[RECORDS PROVIDED]

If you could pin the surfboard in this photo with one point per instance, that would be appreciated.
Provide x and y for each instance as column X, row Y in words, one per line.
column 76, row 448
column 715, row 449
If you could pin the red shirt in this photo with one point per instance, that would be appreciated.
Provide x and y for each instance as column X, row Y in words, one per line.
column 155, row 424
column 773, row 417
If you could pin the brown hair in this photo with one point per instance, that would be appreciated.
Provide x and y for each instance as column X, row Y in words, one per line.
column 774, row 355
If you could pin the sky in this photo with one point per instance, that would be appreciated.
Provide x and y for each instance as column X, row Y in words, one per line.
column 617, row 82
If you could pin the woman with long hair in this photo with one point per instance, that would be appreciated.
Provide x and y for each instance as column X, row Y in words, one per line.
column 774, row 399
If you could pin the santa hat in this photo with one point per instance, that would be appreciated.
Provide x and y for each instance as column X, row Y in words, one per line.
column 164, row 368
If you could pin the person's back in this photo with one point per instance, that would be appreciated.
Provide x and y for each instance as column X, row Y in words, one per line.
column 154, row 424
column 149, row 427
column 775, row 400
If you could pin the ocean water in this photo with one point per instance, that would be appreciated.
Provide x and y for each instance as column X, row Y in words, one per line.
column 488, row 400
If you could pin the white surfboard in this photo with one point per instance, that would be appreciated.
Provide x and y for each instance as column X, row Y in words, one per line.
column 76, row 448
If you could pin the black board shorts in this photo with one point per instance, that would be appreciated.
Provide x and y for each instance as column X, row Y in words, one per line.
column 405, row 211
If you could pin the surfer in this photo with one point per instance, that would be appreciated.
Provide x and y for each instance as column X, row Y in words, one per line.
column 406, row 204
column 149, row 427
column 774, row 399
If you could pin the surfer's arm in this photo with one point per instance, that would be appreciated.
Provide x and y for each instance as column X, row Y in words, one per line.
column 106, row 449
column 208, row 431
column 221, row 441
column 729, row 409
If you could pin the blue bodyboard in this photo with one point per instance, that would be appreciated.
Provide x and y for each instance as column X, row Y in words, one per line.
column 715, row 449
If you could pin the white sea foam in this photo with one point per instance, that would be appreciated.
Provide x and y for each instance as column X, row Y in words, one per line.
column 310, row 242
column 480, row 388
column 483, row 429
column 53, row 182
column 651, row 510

[/RECORDS PROVIDED]

* EXERCISE BRIEF *
Pull each line that includes the word "surfboard" out of the material above.

* SOLUTION FOR THIS PROBLEM *
If you could pin the surfboard in this photo with one point per instance, that would be appreciated.
If you could pin the white surfboard in this photo with one point per instance, that would be appreciated.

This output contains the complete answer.